_Given problem a_
In the records, rewrite the lines starting with the first line after the picture and going on through the line with "[[256, 0], [242, 0], [242, 2], [247, 17], [256, 25]]", replacing "person's forearm" with "person's hand" and keeping everything else the same. Give only those lines, without the picture.

# Need 2000$ map for cs 1.6



## ravi847 (Mar 9, 2014)

guys I need the 2000$ map for cs 1.6. I searched the internet but I can't find it , all I keep getting is the same map for cs Source or condition zero but never for CS 1.6. Can someone help me out, I used to play in it when I was in Kota and I really liked that map.


----------



## Vyom (Mar 9, 2014)

No one can lend you $2000 for a map of cs 1.6.

Maybe some rich kid can do. I am no rich. So nvm.


----------



## snap (Mar 9, 2014)

Vyom said:


> No one can lend you $2000 for a map of cs 1.6.
> 
> Maybe some rich kid can do. I am no rich. So nvm.



lol i think he is talking about this map GAMEBANANA: 2000$ (Counter-Strike: Source > Maps > Fight Yard)


----------



## ashs1 (Mar 9, 2014)




----------



## ravi847 (Mar 10, 2014)

snap said:


> lol i think he is talking about this map GAMEBANANA: 2000$ (Counter-Strike: Source > Maps > Fight Yard)



That is exactly the map that I'm talking about. But as I mentioned above I need that map for CS 1.6. Can someone pls help???


----------



## Niilesh (Mar 10, 2014)

I found it in like 2 min by google 
*en.serverklan.net/index.php?file=HLDownload2&typpage=chargemap&typejeux=cs&map=$2000$

Didn't test it though


----------



## flyingcow (Mar 10, 2014)

its like the first result in google buddy, but here you go anyways 
*www.17buddies.net/17b2/View/Map/16755/$2000$.html
do you know where to put the map?
if not,
put it in cstrike\maps


----------



## gameranand (Mar 11, 2014)

Vyom said:


> No one can lend you $2000 for a map of cs 1.6.
> 
> Maybe some rich kid can do. I am no rich. So nvm.


----------



## arijitsinha (Mar 11, 2014)

Vyom said:


> No one can lend you $2000 for a map of cs 1.6.

_Records provided_
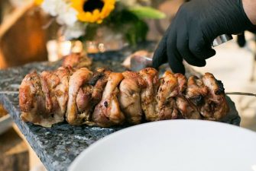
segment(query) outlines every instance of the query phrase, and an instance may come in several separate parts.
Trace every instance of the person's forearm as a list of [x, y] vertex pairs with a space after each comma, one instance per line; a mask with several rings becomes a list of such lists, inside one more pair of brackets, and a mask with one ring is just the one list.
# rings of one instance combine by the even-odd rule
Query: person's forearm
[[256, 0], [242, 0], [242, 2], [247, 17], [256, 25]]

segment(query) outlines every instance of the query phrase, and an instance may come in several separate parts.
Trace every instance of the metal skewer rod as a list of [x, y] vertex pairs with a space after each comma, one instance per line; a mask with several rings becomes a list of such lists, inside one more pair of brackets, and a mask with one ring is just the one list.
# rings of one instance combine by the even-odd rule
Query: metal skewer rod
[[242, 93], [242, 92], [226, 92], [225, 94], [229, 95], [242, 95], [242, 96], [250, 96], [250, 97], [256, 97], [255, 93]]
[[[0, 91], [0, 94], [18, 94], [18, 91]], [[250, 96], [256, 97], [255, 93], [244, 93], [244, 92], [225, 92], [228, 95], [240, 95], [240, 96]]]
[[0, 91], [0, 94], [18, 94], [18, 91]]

_Given problem b_
Extend the forum thread about the CS 1.6 map from the point where it stops.

_Task response a_
segment(query) outlines every instance of the query phrase, and an instance may come in several separate parts.
Trace every instance of the person's hand as a list of [x, y] vertex pairs with a space after each comma, one instance per line; a mask with several rings becomes a list of such lists, inside one more pair of brackets, and a mask with one ring is just the one list.
# rings of one instance combine by the even-odd rule
Query: person's hand
[[256, 0], [242, 0], [242, 2], [247, 17], [256, 25]]

_Task response b_
> 
> Maybe some rich kid can do. I am no rich. So nvm.



This should go to the dumbest thread.


----------



## Piyush (Mar 11, 2014)

I hope that Vyom was being sarcastic


----------



## Vyom (Mar 11, 2014)

I no sarcasm about me being no rich.


----------



## gameranand (Mar 11, 2014)

Vyom said:


> I no sarcasm about me being no rich.



Dude that was name of map, not price of the map.


----------



## theserpent (Mar 11, 2014)

Actually even I read it as Need 2000$ For a map


----------



## Vyom (Mar 12, 2014)

gameranand said:


> Dude that was name of map, not price of the map.



$2000 just for a 'name' of the map... not even actual map.


----------



## ravi847 (Mar 12, 2014)

guys thanx but the maps that you all are suggesting are for CS source or condition zero
But i need that map for cs 1.6 so can u give me link for that map for CS 1.6


----------



## kalam_gohab (Mar 12, 2014)

You mad bro ?>


----------



## gameranand (Mar 12, 2014)

Vyom said:


> $2000 just for a 'name' of the map... not even actual map.



Ah.....no, Its name is already 2000$ and he want that particular map for CS 1.6


----------



## ravi847 (Mar 13, 2014)

gameranand said:


> Ah.....no, Its name is already 2000$ and he want that particular map for CS 1.6


YES that is exactly what I'm asking for , thank you for understanding


----------



## flyingcow (Mar 13, 2014)

sorry for my mis judgement but i posted a css link 
i tried to search foe 10 mins but still couldnt find a  $2000$ for cs 1.6....
it is really hard guys..

- - - Updated - - -

here ill uplod it for you...
put
.bsp in cstrike/maps
.wad in cstrike

*www.sendspace.com/file/mrjv55


----------



## ravi847 (Mar 13, 2014)

This map is a slight variation of the one I was asking for.
But this will have to do. Thanks for you efforts


----------



## Vyom (Mar 13, 2014)

flyingcow said:


> here ill uplod it for you...



You gave away a $2000 map for free!!


----------



## gameranand (Mar 13, 2014)

Vyom said:


> You gave away a $2000 map for free!!



Holy ****....you still didn't get it. 2000$ is name of the map not the damn cost.


----------



## Vyom (Mar 13, 2014)

gameranand said:


> Holy ****....you still didn't get it. 2000$ is name of the map not the damn cost.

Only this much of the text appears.